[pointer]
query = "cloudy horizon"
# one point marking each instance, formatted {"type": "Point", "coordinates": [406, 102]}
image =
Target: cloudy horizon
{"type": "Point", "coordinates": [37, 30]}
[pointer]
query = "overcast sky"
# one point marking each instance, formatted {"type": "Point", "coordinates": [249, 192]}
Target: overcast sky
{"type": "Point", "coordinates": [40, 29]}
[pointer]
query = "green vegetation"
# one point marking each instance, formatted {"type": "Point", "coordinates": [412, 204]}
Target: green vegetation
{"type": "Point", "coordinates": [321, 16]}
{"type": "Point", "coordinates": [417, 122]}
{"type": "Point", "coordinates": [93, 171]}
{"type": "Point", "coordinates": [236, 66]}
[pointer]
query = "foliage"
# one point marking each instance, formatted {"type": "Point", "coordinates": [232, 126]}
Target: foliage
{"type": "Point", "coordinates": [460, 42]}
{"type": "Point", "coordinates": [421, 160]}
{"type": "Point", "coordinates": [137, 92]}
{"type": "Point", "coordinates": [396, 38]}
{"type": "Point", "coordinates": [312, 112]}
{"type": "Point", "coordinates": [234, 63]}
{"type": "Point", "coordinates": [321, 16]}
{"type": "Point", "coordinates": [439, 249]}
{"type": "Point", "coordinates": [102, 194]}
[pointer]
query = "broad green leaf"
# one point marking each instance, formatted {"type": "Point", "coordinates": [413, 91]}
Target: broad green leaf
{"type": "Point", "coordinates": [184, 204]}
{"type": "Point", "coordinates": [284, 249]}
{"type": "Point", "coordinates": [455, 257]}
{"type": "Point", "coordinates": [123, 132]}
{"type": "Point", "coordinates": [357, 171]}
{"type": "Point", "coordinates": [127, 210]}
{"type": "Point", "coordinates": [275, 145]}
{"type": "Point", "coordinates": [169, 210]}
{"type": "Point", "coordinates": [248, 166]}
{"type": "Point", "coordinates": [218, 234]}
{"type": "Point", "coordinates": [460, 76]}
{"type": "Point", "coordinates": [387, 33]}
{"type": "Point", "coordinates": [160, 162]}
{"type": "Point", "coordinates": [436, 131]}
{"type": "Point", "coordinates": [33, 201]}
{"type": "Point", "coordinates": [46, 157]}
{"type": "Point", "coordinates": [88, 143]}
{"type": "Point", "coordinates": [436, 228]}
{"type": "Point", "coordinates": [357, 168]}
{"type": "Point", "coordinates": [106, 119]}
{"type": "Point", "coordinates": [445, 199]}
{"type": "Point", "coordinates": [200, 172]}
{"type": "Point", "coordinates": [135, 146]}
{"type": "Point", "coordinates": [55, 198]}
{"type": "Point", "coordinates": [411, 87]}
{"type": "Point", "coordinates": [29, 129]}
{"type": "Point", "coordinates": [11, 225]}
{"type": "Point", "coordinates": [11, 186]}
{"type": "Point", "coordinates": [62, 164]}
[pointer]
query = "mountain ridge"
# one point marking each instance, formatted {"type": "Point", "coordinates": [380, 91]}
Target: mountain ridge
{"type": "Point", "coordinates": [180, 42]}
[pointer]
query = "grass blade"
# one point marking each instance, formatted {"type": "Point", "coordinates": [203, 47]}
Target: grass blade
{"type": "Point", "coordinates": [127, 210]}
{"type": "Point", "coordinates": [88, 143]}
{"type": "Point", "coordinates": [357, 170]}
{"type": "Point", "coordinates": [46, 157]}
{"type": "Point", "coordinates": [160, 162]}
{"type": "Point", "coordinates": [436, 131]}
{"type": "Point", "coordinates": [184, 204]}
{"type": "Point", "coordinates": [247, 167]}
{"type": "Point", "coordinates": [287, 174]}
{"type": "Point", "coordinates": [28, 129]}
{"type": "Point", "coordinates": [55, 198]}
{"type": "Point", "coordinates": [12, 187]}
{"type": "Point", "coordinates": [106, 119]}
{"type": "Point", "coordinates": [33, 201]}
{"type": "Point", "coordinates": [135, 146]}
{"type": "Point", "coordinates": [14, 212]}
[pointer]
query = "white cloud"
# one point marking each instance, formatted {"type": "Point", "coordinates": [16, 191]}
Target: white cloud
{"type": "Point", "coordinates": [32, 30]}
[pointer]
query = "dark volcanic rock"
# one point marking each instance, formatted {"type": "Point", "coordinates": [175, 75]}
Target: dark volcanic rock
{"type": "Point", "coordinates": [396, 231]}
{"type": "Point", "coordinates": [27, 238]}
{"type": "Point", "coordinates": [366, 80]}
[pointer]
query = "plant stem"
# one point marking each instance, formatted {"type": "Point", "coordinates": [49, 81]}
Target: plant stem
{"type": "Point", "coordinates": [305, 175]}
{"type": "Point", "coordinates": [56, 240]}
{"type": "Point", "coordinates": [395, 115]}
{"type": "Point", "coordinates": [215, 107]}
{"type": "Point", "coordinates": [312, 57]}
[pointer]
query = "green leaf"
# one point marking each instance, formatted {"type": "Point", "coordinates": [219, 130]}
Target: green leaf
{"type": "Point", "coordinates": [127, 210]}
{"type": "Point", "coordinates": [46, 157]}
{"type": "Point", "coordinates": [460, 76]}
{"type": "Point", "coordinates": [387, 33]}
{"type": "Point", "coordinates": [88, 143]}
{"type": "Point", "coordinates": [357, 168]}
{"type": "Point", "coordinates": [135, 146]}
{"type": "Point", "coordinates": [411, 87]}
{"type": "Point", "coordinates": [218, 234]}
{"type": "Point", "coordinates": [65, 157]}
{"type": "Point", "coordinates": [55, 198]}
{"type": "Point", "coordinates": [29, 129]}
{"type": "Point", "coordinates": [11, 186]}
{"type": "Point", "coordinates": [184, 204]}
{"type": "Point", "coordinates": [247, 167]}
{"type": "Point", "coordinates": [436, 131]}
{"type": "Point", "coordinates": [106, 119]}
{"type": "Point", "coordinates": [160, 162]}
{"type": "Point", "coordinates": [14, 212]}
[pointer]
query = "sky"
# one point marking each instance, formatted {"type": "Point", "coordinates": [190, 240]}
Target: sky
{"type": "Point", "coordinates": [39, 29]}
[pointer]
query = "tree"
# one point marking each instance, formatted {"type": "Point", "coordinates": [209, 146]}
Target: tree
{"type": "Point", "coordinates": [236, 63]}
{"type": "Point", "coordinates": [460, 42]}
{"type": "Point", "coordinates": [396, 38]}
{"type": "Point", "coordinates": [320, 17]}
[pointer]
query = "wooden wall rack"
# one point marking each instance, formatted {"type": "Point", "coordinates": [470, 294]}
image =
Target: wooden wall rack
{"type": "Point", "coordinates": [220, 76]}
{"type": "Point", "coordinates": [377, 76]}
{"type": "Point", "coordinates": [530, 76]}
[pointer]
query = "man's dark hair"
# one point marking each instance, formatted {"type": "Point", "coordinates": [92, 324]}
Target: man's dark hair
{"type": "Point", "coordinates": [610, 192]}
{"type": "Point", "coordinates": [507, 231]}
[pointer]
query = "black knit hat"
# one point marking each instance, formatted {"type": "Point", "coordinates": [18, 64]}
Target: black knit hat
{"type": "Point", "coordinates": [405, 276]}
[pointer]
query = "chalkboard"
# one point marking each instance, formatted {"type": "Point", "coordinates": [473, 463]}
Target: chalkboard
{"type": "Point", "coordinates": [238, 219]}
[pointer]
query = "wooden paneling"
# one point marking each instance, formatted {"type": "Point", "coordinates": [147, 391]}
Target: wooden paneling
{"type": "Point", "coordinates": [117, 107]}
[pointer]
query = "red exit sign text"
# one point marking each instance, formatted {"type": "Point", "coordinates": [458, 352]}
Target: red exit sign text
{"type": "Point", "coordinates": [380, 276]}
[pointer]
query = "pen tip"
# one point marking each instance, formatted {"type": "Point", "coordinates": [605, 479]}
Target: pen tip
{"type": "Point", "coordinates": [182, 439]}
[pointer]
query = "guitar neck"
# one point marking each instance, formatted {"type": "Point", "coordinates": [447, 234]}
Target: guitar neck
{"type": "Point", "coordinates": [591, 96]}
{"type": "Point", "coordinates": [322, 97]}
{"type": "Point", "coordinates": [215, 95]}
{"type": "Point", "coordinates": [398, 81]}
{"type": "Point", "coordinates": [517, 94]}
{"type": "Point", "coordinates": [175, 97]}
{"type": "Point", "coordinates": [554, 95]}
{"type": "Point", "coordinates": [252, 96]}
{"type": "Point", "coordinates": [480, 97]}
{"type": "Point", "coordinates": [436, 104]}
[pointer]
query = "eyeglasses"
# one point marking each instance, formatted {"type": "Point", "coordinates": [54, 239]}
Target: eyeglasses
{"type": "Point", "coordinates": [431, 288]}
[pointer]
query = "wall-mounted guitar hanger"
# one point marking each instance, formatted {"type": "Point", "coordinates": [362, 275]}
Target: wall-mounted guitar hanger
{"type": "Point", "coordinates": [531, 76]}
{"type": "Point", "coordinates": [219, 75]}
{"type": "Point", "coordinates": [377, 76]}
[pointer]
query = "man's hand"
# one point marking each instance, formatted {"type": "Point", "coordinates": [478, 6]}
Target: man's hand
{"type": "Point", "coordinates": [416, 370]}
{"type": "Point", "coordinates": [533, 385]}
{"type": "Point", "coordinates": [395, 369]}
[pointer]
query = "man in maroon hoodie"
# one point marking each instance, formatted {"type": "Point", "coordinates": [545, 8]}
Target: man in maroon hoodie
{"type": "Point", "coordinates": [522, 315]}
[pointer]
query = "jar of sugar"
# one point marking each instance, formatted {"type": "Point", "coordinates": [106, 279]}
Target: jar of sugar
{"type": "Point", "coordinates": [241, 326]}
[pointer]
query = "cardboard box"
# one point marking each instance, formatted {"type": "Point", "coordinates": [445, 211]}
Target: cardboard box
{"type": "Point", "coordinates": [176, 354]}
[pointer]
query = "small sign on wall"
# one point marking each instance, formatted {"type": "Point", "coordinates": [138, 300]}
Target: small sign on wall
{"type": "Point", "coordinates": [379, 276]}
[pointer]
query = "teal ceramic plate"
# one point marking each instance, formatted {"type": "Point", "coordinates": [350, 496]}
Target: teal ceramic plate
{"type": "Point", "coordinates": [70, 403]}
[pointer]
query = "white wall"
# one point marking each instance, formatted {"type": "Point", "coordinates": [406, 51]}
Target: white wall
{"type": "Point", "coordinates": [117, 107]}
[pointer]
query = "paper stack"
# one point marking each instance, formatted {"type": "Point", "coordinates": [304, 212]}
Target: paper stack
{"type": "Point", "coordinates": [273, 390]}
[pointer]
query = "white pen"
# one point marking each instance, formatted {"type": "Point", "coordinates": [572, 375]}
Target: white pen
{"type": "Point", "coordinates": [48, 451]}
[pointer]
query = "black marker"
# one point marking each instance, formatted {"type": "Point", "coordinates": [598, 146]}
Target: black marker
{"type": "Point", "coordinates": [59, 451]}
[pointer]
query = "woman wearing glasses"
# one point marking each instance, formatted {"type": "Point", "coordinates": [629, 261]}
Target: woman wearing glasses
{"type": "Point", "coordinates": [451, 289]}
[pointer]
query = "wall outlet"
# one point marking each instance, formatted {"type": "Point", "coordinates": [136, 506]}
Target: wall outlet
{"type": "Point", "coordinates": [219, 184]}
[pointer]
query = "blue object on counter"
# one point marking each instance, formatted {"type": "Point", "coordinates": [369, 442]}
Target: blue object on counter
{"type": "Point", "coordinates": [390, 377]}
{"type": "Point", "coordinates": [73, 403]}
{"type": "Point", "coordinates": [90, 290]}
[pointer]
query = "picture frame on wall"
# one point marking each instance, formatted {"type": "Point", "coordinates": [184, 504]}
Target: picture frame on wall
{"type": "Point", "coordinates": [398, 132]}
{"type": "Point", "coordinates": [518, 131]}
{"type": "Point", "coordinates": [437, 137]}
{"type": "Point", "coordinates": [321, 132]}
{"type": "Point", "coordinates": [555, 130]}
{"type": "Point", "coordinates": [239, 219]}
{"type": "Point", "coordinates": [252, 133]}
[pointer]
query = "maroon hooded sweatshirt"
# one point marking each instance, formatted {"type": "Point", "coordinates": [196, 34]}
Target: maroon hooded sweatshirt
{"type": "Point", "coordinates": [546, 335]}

Your task: Write out, word for word, the line containing "Target: paper stack" and all the lines after it in the entries above, and nothing more.

Written reply:
Target: paper stack
{"type": "Point", "coordinates": [273, 390]}
[pointer]
query = "white pen"
# one point marking each instance, formatted {"type": "Point", "coordinates": [572, 375]}
Target: white pen
{"type": "Point", "coordinates": [48, 451]}
[pointer]
query = "black marker"
# one point marking each instance, formatted {"type": "Point", "coordinates": [598, 146]}
Target: black marker
{"type": "Point", "coordinates": [59, 451]}
[pointer]
query = "woman wearing glasses"
# one point marking each instance, formatted {"type": "Point", "coordinates": [629, 261]}
Target: woman wearing glasses
{"type": "Point", "coordinates": [451, 289]}
[pointer]
query = "wall outlet"
# one point marking each instance, formatted {"type": "Point", "coordinates": [136, 506]}
Target: wall outlet
{"type": "Point", "coordinates": [219, 184]}
[pointer]
query = "blue object on counter"
# one point marking each instance, formatted {"type": "Point", "coordinates": [369, 442]}
Target: blue object on counter
{"type": "Point", "coordinates": [390, 377]}
{"type": "Point", "coordinates": [73, 403]}
{"type": "Point", "coordinates": [90, 290]}
[pointer]
query = "picture frame on wall"
# one point marking each instance, formatted {"type": "Point", "coordinates": [184, 504]}
Target: picture frame on wall
{"type": "Point", "coordinates": [398, 132]}
{"type": "Point", "coordinates": [518, 131]}
{"type": "Point", "coordinates": [437, 137]}
{"type": "Point", "coordinates": [321, 132]}
{"type": "Point", "coordinates": [555, 130]}
{"type": "Point", "coordinates": [239, 219]}
{"type": "Point", "coordinates": [252, 133]}
[pointer]
query = "maroon hooded sweatshirt"
# one point marking each instance, formatted {"type": "Point", "coordinates": [196, 34]}
Target: maroon hooded sweatshirt
{"type": "Point", "coordinates": [546, 335]}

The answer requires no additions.